## EXTRACT PROVIDED:
Froukje van der Zwan was no different. She always loved reading about adventures or watching movies about them, but never thought of becoming an explorer herself. Her first explorations took place closer to home, in dunes and fields—choosing the quieter paths, paying attention to details others overlooked.
“Wandering into nature, trying to understand what lay beneath and beyond was just part of my personality,” she recalls. “I could never have imagined how this passion would shape my entire life.”
Recently, van der Zwan was elected a Fellow of The Explorers Club, a highly prestigious international society dedicated to exploration and scientific discovery.
Founded in 1904, the Club is composed of leaders in polar exploration, deep-sea diving, aerospace, archaeology, zoology, astronomy, geology, and conservation. Its members include Neil Armstrong, the first person to walk on the Moon; Tenzing Norgay, who climbed Everest with Edmund Hillary; and modern explorers like Victor Vescovo, James Cameron and Sylvia Earle, reknown for their deep-sea discoveries and ocean research.
Three days, one ship, and a discovery that rewrites the map
Van der Zwan’s career has taken her around the world in pursuit of a simple question: Why are volcanoes where they are?
This question led her to months of fieldwork in Cameroon and to many seasons mapping the Harrat volcanic fields in Saudi Arabia, and offshore to some of the least explored volcanic environments of the deep sea—from the Atlantic to the South China Sea, and to the Red Sea. There, she became the first woman to descend to a depth of 2 kilometers in a submarine.
As her work in the Red Sea deepened, one question became central: Could one of the world’s youngest oceans be hiding active hydrothermal vents that no one had ever found?
In 2022, the chance to test that idea finally arrived.
“It was an expedition shaped by the pandemic, by technical failures, by the kind of frustration that usually kills ambitious plans,” she says.
She and her team had only three days aboard the research vessel Aegaeo—a narrow window cut short after one of the scientists tested positive for COVID while still in port.
Even so, van der Zwan had two aces up her sleeve: high-resolution maps and data from earlier expeditions and a determined team operating a remotely controlled robot built to explore the deep sea. For long hours, they searched where the team had projected the vents might be. But, as is often the case in discovery, the result was unexpected.
What they found did not resemble the classic black smoker hydrothermal vent fields known from other oceans. There were no high-temperature fluids, dramatic plumes, no shrimps, worms, or mussels clustered around the vents. Instead, they encountered extremely large, microbe-rich systems with clear fluid venting -so subtle, that took nearly a full day to detect.
“We were staring at something that didn’t match the textbooks,” she says. “And then we realized—that was exactly why it mattered.”
Follow-up expeditions only deepened the wonder: brine pools where none should exist, geological terrains that challenged conventional models.
“It’s like stepping into a new world, a reminder that the Earth still has surprises left,” she says.

## DATA FOR ANALYSIS:
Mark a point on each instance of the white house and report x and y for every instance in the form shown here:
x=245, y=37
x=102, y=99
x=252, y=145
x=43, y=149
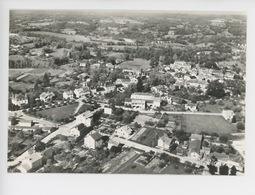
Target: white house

## EXPLORE THE MATERIAL:
**A.** In the profile of Froukje van der Zwan, what was the name of the research vessel her team used in 2022?
**B.** From the profile of Froukje van der Zwan, return the stretch from "This question led" through "idea finally arrived.", copied word for word.
**C.** Resume the profile of Froukje van der Zwan after its last sentence and keep writing it.

## RESULTS IN ORDER:
**A.** The Aegaeo.

**B.**
This question led her to months of fieldwork in Cameroon and to many seasons mapping the Harrat volcanic fields in Saudi Arabia, and offshore to some of the least explored volcanic environments of the deep sea—from the Atlantic to the South China Sea, and to the Red Sea. There, she became the first woman to descend to a depth of 2 kilometers in a submarine.
As her work in the Red Sea deepened, one question became central: Could one of the world’s youngest oceans be hiding active hydrothermal vents that no one had ever found?
In 2022, the chance to test that idea finally arrived.

**C.**
The discovery of the first active hydrothermal vents in the Red Sea is not simply a new point on the map; it is a gateway. It opens a window onto research on microbial life, ocean chemistry, mineral formation, and the evolution of one of Earth’s youngest ocean basins.
It also offers researchers a rare and unexpected laboratory: a deep-sea system operating under conditions unlike any other site on the planet, and a potential analogue for understanding early life on Earth—or even life elsewhere in the solar system.
“The Red Sea is one of the most extraordinary geological environments on Earth—young, evolving, and still largely unexplored,” she adds.
KAUST as a gateway to modern exploration
Van der Zwan made this discovery a few years ago while serving as Professor of Earth Science at King Abdullah University of Science and Technology (KAUST), a position she continues to hold.
From ship access and logistical support, to international and Saudi students eager to join expeditions, KAUST provides both opportunity and location: the Arabian desert on one side, the Red Sea on the other. Its academic and governmental alliances—with partners such as GEOMAR in Germany, OceanQuest and the National Center for Wildlife in Saudi Arabia, and collaborators from the UK, Macau, and Canada, make pioneering expeditions possible.
Van der Zwan’s groundbreaking work in the Red Sea has brought together an international, interdisciplinary team of geologists, oceanographers, microbiologists, and zoologists because, as she puts it, “impactful exploration in the 21st century refuses to belong to a single field.”
“The Explorers Club fewllowship places KAUST on the map in a different way,” she continues. “Not just as a research institution—but also as a place of exploration and fundamental discovery.”
The next frontiers
Her next ventures will take her back on land—returning to the Harrat volcanoes during the winter field season. But the Red Sea continues to call.
“The next phase of marine exploration will come when we can return to the deep Red Sea,” she says. “Much of that volcanic and hydrothermal terrain has never been seen by human eyes. The deep sea is truly one of the last frontiers —similar to outer space in the challenges it presents, and in many ways even less understood.”